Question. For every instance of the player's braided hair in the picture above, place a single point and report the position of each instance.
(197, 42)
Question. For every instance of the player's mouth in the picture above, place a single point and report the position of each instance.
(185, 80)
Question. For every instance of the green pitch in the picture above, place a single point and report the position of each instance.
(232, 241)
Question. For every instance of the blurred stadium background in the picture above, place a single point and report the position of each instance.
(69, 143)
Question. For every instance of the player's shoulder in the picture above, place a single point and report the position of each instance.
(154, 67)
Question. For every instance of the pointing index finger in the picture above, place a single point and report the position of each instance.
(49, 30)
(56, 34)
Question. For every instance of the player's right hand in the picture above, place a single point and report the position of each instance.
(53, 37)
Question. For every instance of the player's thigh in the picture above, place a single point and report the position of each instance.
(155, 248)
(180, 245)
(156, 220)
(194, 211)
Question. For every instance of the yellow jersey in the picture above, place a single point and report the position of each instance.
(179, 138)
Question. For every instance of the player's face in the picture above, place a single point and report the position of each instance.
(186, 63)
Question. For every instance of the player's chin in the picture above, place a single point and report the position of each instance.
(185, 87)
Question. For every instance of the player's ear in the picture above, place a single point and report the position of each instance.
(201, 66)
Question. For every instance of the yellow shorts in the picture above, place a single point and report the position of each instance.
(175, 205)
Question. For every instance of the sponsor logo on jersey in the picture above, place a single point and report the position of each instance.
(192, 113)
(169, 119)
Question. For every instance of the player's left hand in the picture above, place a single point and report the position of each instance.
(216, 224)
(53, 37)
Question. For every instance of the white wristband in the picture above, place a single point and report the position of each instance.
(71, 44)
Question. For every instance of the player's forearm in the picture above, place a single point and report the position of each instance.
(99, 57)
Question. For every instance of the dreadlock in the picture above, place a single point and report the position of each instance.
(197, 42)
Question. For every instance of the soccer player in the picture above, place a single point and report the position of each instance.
══════
» **GIVEN PROBLEM**:
Provide an exact reproduction of all the entries shown above.

» **OUTPUT**:
Question. For every instance of the player's braided hair in the picture above, place a single point and report the position of each instance.
(197, 42)
Question. For every instance of the player's mouth in the picture above, place a single point and report the position of each instance.
(185, 80)
Question. For every instance of the green pitch in the picture above, place a single point and report the position of each instance.
(232, 241)
Question. For every instance of the blurred stadium background in the picture above, place a single point and report the position of each instance.
(69, 143)
Question. For every instance of the player's shoulder in the picture above, place a single point and report the position of each instance.
(154, 67)
Question. For every instance of the pointing index finger in the picture above, place a single point and report the position of each instance.
(49, 30)
(56, 34)
Question. For every instance of the player's right hand in the picture above, place a single point and report the position of each instance.
(53, 37)
Question. For every instance of the player's thigh in the picture above, place a single point and report the position of each instance.
(155, 248)
(180, 245)
(156, 220)
(194, 211)
Question. For every instance of the yellow jersey in the picture above, place a single point and report the position of each instance.
(179, 138)
Question. For every instance of the player's face in the picture above, place a single point and report the position of each instance.
(186, 63)
Question. For every instance of the player's chin in the picture above, place a single point and report the position of each instance.
(185, 87)
Question. For every instance of the player's ear in the picture above, place a single point and report the position of each instance.
(201, 66)
Question. For every instance of the yellow shorts in the picture above, place a single point and report the position of each instance.
(175, 205)
Question. For every instance of the sponsor logo on jersey in the picture above, place a single point and report the position of each instance.
(192, 113)
(169, 119)
Question. For every instance of the player's left hand in the picture above, place a single point and report the position of each instance.
(216, 224)
(53, 37)
Question. For every instance of the white wristband in the picture above, place a single point and report the position of each instance.
(71, 44)
Question. For every instance of the player's forearm in the picture above, place a single point and report the position of each instance.
(99, 57)
Question. For every instance of the dreadlock in the picture above, place a single point and report the position of each instance.
(197, 42)
Question. For every instance of the soccer player in the picture above, place a single point and report the position of each instance.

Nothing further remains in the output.